## [JOBS]
[1] Name every year that appears in the essay about Master Seung Sahn.
[2] In the essay about Master Seung Sahn, what does the Buddhist name Boepyol mean in Korean?
[3] Pick up the essay about Master Seung Sahn after its final sentence and keep writing it in the same first-person voice.

## [SOURCE PASSAGE]
— begin —

Me and Master Seung Sahn

Me and Master Seung Sahn January 15, 2024

me in 2012.

I’m about to do a series of writings about Compass of Zen and I thought I’d take a moment to share about my experience and to also share about who Seung Sahn was. For the record, I am not an expert. Many people have more experience and more useful things to say than me.

I first heard of Zen Master Seung Sahn when a Monk approached me to tell me about the Five Mountain Zen Order. His name was Wanji Sunim. Sunim is the title for ordained Buddhist teachers in the Korean Zen tradition. He would go on to take a different Buddhist name, but he was Wanji when I was his student.

He was trying to establish his own sitting group here and he invited me. I had never heard of Seung Sahn and didn’t know anything about the Korean Zen tradition but I was interested in learning more. I had a fascination with the Zen tradition and there wasn’t a Zen temple in Kansas City. There still isn’t. I practiced with Wanji for around three years. I ordained and took vows with my teacher and with his teacher Venerable Wonji Dharma. Most of my training was studying the works of Seung Sahn and working a few kong-ans. I never met him. He passed away in 2004. But Wonji had been one of his students, so I have a connection to him through the Five Mountain Zen Order. I was given the Buddhist name Boepyol, which means “Dharma Zeal” in Korean.

— end —

## [GIVEN INFORMATION]
— begin —

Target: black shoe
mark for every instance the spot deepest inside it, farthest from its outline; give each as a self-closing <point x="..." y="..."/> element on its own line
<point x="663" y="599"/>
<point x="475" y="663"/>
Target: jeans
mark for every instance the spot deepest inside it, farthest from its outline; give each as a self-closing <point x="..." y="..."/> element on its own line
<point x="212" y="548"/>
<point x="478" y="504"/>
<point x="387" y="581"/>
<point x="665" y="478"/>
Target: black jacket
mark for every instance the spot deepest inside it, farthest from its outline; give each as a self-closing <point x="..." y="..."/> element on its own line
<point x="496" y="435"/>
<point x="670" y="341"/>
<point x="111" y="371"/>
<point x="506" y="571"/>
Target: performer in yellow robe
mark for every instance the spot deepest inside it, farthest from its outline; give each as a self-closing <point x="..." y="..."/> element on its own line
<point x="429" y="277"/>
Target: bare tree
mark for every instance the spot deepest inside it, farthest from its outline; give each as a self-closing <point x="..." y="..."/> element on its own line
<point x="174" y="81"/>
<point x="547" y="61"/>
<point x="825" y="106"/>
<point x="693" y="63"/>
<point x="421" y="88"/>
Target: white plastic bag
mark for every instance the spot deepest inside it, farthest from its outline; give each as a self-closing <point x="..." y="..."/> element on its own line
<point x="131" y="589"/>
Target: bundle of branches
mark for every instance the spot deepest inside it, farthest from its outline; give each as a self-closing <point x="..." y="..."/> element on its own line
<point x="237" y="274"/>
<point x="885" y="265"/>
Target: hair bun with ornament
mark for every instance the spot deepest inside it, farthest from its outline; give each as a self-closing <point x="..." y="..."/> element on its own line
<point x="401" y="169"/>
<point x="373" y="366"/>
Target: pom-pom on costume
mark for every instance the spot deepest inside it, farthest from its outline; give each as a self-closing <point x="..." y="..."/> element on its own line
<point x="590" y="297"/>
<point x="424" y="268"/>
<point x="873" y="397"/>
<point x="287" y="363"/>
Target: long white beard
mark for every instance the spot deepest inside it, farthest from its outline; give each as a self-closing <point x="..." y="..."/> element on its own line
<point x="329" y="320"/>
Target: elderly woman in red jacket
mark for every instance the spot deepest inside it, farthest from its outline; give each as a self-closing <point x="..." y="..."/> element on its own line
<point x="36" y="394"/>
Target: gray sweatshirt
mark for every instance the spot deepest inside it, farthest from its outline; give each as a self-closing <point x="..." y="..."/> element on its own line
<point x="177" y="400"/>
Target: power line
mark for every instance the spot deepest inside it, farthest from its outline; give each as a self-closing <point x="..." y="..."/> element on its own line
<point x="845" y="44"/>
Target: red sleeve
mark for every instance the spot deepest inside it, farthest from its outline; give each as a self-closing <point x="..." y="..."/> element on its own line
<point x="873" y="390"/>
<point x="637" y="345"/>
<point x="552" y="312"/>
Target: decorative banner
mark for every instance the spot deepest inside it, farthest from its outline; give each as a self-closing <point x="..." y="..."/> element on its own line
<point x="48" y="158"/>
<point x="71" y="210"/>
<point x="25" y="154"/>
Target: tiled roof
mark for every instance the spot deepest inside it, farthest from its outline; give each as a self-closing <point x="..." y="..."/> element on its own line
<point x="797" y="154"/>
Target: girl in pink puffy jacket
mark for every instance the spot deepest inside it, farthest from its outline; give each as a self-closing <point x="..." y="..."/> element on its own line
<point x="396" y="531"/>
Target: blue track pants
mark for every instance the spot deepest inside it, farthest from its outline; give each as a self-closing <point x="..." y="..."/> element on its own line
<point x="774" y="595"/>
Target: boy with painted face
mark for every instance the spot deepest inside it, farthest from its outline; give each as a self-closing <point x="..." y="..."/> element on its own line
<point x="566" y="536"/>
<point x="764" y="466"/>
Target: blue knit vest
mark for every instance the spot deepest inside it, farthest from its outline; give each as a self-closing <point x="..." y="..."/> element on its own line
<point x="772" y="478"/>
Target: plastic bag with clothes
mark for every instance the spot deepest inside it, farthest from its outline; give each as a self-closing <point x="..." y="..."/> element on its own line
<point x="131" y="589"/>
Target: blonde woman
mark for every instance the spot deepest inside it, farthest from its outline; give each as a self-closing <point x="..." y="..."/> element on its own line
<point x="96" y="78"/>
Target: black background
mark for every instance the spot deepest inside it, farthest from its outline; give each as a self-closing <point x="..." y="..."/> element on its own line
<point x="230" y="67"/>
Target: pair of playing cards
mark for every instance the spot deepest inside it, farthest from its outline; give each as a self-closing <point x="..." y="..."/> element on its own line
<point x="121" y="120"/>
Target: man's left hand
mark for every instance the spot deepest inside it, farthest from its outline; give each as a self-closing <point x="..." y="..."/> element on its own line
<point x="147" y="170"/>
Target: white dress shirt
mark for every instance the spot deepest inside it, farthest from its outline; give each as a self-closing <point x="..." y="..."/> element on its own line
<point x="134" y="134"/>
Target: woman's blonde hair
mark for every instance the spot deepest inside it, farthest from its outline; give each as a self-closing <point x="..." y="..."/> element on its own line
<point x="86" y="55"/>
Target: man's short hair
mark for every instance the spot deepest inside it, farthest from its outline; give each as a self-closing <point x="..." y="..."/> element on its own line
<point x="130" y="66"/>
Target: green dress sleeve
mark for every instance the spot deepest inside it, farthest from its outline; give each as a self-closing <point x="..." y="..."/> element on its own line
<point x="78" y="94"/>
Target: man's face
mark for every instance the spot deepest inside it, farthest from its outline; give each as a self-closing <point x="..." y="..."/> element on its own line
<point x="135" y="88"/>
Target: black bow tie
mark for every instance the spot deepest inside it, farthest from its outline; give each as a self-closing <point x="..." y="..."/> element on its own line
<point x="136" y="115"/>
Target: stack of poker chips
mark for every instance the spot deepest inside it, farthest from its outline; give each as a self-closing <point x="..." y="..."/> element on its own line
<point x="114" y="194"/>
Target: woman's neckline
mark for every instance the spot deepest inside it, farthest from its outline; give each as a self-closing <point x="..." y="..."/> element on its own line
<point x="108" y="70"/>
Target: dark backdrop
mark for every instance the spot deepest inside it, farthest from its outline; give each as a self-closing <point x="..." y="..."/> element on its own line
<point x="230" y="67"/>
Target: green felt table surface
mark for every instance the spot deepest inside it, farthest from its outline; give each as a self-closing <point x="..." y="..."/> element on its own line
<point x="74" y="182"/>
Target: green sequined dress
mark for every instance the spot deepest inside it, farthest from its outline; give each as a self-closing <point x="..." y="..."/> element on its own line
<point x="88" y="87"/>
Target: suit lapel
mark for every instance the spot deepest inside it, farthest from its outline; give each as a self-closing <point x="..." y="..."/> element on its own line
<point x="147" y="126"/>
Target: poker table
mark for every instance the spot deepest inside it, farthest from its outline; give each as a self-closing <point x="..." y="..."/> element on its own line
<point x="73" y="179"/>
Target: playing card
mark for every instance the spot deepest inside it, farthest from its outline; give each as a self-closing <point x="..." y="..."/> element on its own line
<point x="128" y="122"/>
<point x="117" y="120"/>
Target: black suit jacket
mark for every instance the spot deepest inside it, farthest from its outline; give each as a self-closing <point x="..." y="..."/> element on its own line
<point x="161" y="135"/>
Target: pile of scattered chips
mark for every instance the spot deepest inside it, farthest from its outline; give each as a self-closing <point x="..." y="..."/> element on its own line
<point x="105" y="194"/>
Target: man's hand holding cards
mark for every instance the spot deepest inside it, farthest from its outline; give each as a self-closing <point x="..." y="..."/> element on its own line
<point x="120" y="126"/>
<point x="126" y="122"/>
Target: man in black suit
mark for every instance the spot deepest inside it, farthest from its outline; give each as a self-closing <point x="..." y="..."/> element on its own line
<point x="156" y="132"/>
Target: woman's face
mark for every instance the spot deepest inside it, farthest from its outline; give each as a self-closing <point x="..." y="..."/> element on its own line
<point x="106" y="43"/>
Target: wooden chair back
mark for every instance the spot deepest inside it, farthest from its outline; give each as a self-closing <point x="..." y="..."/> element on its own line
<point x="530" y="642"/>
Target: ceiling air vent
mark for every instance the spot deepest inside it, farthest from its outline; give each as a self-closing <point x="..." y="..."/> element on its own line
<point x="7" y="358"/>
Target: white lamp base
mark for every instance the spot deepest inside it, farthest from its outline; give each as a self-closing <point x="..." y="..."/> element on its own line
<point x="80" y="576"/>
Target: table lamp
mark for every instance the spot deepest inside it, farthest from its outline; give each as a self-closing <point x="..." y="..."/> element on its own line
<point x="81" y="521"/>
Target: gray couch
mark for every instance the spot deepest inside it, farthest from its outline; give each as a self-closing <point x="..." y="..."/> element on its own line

— end —

## [TASK-BY-TASK RESULTS]
[1] 2024, 2012, 2004

[2] "Dharma Zeal"

[3]
with Wanji Sunim and some other students. 2011.

And after a while I stopped participating. The main reason is my son was a baby and I was reluctant to go to a group with open ended practice every Friday night at that time (open ended means sometimes it was one hour and sometimes three. Unpredictable and not how most Buddhist groups operate.) It wasn’t because of a disagreement with my teacher, although we did have a disagreement or two. I felt at the time that it was made clear to me that if I couldn’t participate 100%, I shouldn’t participate. I think I’m a little wrong on just how clear that was though. I don’t think of myself as ‘ordained’ now. But I didn’t get kicked out or something and I didn’t renounce Buddhism. So maybe I’m still ordained.

Wonji Dharma

I practice and teach at the Rime Buddhist Center now. But that training is still with me in some ways. For a while I tried to find another Zen teacher but I couldn’t re-create what I walked away from, honestly. But I did try for a while. I have regrets.

But, as they say, you can’t go home again. Wonji Dharma passed away in 2021 and there is some argument among his students regarding who he passed leadership on to. It’s a sad thing that happens sometimes. It’s easy for things to get in the way when it’s time to pass authority on. I don’t know exactly when my former teacher Wanji stopped having his local sitting group, but he doesn’t have one now.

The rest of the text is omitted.